[Text block Boundary: Start]

The rapeseed oil is also a good alternative fuel to oil.
The world production of rapeseed seeds amounts to about 68 million tons per year. Here is the list of the main productive countries and in brackets the millions of tons produced. Canada (15,5), China (14,8), India (6,2), Germany (5,5), France (3,8), Australia (3,3), Poland (2,5), United Kingdom (2,2). Then come Ukraine, Czech Republic, USA, Russia, Romania, Denmark, Belarus, Hungary and Lithuania for a total of 7,6 million tons.
Nowadays, most of the oil of Canola present in the world market is of OGM origin and is widely present in the packaged food products.
Without going into the merits of the debate among those who support the benefits and who, on the contrary, highlight the negative aspects, we point out that the gene present in the varieties genetically modified is, probably, the main responsible of the reduction of the number of bees.

[Text block Boundary: End]

◆ Apply what you read ◆
[1] How many tons of rapeseed seeds does the rapeseed text say the world produces each year?
[2] Pick up the rapeseed oil text after its last sentence and carry it forward.

[Excerpted records Boundary: Start]

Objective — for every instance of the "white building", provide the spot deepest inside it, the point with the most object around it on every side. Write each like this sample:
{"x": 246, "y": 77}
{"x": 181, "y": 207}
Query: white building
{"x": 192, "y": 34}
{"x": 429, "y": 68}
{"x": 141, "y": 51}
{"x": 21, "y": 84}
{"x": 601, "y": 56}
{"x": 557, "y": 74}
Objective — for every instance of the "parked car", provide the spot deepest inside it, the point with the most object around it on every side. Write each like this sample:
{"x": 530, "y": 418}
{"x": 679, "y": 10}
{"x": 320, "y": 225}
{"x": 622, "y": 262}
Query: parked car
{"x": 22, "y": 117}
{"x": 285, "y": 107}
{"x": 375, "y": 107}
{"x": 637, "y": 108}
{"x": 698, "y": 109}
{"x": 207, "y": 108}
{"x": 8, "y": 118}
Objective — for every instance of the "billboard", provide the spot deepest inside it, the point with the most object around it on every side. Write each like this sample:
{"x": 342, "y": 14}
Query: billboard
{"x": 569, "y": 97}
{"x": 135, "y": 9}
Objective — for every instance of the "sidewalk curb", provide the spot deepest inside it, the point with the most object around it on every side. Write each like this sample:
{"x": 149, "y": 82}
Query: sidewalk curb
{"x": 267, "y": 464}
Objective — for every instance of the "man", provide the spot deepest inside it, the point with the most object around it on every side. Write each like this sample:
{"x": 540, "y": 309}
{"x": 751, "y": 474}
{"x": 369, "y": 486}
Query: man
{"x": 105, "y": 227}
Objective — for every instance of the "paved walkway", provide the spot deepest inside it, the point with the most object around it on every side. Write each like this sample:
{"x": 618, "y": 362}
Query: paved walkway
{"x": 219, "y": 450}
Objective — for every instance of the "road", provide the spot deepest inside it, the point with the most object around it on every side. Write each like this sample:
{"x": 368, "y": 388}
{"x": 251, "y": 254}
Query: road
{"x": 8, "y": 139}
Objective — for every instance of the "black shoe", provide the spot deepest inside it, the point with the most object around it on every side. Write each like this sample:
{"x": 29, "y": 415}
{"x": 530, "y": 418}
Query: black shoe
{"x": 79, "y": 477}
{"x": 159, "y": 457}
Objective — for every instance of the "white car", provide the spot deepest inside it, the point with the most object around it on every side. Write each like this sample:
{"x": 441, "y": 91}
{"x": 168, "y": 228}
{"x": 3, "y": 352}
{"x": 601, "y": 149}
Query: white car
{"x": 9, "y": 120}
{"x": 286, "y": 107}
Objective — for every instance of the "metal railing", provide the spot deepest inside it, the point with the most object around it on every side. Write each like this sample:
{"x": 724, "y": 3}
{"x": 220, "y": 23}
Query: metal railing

[Excerpted records Boundary: End]

◆ Your responses ◆
[1] About 68 million tons per year.

[2]
The intensive cultivation of B. napus is subject to numerous diseases caused by several agents: fungi, insects, bacteria.
In Canada by the end of the nineties of the last century there were selected cultivars having a genetic resistance to the fungal pathogen Leptosphaeria maculans (Sowerby) P.Karst.
The cultivar resistant to Plasmodiophora brassicae Woronin called “CR” (clubroot-resistant), was furnished to the farmers in 2009, quickly followed by many others. however, the pathogen, that infects the roots, in turn has developed resistance to this variety, therefore, it has been necessary to modify also the agronomic practices by improving the drainage as well as by introducing the use of the lime in order to increase the pH of the soil limiting the development of the disease.
The rapeseed is subject also to the cancer of the stem, mycosis known as “blackleg disease”, caused by Phoma lingam (Tode ex Fr.) Desm. The fungi Alternaria brassicae (Berk.) Sacc. and A. brassicicola (Schwein.) Wiltshire cause leaves to dry out.
Other pathogenic fungi that can cause damage to the cultivations of rapeseed are Sclerotinia sclerotiorum (Lib.) De By. and Peronospora brassicae Gaumann.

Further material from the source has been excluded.